### [Directions]
Search the records below for "chandelier"; copy each line that has it.
======== Input for this task ========
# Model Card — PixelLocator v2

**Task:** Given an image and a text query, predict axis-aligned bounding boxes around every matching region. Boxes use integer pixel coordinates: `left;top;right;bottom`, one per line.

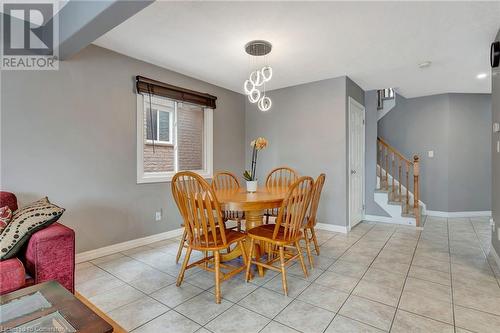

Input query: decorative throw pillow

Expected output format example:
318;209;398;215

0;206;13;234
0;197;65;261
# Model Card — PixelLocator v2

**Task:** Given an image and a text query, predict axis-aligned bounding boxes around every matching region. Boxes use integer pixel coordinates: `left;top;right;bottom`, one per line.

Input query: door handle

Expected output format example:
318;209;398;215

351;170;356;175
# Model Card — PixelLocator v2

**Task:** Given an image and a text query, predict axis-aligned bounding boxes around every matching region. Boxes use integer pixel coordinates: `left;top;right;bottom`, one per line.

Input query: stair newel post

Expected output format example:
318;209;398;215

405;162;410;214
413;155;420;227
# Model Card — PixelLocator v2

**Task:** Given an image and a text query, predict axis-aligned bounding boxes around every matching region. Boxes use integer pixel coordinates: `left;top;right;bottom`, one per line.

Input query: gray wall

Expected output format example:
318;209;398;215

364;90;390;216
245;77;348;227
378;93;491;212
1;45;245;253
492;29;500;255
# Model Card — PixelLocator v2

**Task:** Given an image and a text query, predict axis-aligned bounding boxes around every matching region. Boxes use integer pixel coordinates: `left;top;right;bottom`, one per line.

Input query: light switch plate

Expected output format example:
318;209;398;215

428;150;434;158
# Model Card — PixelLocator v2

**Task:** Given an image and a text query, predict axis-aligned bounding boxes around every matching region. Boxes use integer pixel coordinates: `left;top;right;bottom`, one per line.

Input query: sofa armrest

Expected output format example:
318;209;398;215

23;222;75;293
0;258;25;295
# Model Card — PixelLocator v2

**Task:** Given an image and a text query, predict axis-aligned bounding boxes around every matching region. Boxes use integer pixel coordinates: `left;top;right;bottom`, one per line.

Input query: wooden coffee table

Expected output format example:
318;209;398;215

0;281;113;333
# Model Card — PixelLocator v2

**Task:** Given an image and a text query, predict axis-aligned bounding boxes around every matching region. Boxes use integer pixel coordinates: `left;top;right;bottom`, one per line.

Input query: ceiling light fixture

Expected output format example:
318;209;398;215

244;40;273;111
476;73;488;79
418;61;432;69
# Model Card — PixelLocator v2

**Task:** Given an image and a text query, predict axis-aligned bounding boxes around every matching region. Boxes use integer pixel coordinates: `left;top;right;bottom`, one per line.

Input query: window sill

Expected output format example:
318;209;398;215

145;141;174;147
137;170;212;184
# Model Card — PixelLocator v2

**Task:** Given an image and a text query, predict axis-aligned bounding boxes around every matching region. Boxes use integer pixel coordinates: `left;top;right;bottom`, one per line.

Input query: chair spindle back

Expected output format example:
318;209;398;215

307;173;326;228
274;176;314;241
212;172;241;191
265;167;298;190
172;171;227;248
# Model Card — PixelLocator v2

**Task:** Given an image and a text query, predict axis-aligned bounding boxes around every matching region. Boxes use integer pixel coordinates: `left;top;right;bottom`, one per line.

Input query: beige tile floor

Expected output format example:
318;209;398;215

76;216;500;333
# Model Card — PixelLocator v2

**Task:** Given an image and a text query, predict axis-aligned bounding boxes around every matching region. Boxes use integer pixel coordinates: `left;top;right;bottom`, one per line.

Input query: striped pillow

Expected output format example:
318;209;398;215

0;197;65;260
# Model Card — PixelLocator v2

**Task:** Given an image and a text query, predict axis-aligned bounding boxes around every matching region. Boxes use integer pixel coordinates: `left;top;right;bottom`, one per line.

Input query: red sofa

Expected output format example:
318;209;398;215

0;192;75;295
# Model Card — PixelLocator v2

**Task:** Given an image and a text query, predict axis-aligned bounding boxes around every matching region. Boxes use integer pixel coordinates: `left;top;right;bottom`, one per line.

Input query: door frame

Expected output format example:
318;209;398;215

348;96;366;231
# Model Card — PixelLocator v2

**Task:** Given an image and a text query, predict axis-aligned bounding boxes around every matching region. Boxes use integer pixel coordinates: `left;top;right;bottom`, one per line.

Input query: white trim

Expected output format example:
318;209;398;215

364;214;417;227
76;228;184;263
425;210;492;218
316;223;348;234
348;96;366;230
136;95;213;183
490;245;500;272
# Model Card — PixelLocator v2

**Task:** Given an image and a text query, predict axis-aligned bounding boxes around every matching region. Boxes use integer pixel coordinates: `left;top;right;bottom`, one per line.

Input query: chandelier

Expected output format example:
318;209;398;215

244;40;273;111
========
======== Input for this task ========
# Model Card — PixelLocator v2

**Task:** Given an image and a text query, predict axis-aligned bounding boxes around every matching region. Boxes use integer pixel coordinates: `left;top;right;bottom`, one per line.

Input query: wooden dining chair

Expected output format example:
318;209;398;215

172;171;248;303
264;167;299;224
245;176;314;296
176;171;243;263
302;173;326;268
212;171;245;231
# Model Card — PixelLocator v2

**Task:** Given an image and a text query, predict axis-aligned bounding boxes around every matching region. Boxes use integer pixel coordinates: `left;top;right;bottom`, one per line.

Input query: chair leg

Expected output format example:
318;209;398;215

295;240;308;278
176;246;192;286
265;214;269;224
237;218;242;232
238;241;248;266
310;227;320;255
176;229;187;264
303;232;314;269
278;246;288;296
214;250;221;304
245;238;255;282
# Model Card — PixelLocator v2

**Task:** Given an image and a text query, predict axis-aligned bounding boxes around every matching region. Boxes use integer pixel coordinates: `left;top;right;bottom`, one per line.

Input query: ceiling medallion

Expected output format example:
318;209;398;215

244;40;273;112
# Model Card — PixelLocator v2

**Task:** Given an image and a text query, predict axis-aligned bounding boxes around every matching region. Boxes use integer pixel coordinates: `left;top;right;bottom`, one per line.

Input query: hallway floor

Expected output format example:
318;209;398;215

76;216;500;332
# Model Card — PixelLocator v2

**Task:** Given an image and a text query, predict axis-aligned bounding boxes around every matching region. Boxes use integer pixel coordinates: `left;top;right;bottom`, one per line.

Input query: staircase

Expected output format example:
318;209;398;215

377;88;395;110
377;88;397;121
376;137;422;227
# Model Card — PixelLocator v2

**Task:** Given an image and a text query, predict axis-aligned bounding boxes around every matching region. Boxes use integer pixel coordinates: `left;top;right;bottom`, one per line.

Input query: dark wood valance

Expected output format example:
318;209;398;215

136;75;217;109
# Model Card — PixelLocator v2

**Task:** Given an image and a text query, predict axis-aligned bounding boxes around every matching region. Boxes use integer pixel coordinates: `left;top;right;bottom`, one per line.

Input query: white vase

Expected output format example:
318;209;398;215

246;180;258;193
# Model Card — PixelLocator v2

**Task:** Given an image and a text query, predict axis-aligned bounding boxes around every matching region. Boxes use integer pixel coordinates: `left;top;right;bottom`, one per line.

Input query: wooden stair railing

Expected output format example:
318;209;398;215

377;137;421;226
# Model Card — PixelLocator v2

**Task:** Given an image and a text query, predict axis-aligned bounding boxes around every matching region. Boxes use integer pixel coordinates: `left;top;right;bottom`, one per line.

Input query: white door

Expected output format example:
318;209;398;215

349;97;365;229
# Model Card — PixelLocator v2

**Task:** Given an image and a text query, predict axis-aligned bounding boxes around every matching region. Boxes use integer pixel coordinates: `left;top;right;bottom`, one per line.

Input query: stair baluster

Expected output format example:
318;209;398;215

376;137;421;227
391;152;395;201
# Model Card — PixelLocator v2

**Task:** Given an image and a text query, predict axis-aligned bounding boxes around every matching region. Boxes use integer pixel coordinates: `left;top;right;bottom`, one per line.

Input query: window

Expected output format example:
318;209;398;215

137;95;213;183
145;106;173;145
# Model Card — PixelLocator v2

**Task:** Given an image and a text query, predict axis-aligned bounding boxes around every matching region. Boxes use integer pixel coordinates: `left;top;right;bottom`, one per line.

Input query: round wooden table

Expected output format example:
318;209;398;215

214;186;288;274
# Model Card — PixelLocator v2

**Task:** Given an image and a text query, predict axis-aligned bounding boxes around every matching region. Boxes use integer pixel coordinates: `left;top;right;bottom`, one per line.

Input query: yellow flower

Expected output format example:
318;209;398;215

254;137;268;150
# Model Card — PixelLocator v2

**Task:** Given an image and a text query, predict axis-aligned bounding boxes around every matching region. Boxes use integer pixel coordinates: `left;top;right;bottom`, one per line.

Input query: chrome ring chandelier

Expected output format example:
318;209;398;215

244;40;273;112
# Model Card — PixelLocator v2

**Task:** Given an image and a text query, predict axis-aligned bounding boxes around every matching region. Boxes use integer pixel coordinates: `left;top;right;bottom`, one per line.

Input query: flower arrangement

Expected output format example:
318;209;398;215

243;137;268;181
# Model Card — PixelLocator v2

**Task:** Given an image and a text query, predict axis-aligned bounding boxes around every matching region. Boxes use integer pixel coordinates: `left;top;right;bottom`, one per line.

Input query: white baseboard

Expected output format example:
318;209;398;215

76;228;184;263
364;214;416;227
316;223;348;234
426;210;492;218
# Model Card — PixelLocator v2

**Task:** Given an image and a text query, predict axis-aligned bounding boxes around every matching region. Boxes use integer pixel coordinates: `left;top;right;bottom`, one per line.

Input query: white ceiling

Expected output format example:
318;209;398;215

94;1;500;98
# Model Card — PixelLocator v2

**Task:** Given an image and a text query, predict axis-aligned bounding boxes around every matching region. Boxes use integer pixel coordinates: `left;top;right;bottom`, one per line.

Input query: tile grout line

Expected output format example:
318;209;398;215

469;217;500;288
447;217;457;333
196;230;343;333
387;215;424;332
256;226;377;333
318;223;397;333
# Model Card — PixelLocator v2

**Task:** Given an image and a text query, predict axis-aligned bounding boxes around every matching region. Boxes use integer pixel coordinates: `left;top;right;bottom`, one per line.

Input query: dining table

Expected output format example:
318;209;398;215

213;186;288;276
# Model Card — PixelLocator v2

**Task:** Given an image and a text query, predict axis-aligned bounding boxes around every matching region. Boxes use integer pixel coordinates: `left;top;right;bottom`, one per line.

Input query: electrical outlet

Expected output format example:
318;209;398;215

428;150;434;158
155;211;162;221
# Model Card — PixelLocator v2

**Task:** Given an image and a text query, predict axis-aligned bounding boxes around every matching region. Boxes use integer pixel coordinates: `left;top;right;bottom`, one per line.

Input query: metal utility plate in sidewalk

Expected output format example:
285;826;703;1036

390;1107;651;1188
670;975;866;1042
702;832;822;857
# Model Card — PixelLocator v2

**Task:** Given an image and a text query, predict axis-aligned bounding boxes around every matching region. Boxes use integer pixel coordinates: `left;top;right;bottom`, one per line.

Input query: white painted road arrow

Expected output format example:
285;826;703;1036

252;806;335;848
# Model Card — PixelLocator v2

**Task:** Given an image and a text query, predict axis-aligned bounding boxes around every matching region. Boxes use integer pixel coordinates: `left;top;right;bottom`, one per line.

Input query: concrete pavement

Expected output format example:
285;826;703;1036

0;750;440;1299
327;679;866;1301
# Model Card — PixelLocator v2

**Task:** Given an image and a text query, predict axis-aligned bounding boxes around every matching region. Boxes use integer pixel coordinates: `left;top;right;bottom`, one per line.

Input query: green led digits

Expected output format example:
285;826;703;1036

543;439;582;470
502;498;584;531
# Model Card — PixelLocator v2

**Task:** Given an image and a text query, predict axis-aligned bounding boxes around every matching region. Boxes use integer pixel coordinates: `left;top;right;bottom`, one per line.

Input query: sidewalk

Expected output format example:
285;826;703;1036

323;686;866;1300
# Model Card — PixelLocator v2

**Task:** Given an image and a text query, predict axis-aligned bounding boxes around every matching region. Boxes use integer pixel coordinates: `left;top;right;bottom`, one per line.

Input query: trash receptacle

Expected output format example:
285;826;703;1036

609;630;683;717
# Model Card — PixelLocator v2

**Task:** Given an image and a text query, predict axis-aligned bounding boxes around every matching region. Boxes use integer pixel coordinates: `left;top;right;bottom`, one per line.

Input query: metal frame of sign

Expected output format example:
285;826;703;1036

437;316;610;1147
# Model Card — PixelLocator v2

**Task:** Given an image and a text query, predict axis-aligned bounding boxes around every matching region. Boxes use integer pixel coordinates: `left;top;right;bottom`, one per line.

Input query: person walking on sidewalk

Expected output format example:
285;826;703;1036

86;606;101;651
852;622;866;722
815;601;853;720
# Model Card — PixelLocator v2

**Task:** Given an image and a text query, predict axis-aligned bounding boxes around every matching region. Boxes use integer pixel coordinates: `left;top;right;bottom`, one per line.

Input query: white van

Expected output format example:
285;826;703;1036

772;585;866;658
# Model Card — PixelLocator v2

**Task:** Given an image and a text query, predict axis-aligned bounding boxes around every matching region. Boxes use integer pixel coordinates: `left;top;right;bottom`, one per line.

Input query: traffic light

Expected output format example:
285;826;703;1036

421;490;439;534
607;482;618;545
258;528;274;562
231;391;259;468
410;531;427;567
========
======== Input for this task ========
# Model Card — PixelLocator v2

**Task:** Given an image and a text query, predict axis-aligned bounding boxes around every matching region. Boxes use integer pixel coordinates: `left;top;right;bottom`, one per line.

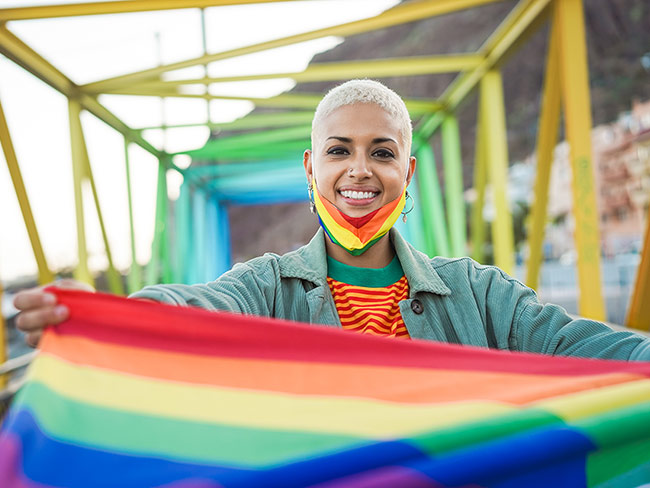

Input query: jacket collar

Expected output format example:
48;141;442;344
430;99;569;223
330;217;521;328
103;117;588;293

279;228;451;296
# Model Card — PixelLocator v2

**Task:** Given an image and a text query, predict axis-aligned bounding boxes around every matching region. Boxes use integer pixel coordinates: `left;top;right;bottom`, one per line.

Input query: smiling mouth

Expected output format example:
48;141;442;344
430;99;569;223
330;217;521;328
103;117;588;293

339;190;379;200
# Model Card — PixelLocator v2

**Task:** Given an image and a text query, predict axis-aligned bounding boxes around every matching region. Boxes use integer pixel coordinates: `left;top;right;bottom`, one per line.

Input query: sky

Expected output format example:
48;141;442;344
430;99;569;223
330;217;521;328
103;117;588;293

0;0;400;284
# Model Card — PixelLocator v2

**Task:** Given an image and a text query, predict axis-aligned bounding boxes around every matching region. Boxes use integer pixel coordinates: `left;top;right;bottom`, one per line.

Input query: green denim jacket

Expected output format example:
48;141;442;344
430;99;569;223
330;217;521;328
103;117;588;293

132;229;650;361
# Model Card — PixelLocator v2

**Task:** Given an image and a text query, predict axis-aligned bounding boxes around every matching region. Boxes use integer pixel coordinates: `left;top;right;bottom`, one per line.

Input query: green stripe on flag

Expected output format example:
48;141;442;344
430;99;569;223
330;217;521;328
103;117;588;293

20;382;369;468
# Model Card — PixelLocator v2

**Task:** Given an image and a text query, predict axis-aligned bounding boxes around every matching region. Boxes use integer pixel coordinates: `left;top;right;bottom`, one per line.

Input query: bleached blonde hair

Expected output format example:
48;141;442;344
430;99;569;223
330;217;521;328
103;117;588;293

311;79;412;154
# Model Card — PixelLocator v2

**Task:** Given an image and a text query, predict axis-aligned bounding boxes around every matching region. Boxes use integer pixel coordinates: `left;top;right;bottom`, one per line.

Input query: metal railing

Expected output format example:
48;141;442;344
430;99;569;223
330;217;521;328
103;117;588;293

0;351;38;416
========
### [Solution to this task]
Input query: chandelier
Input query: chrome ring chandelier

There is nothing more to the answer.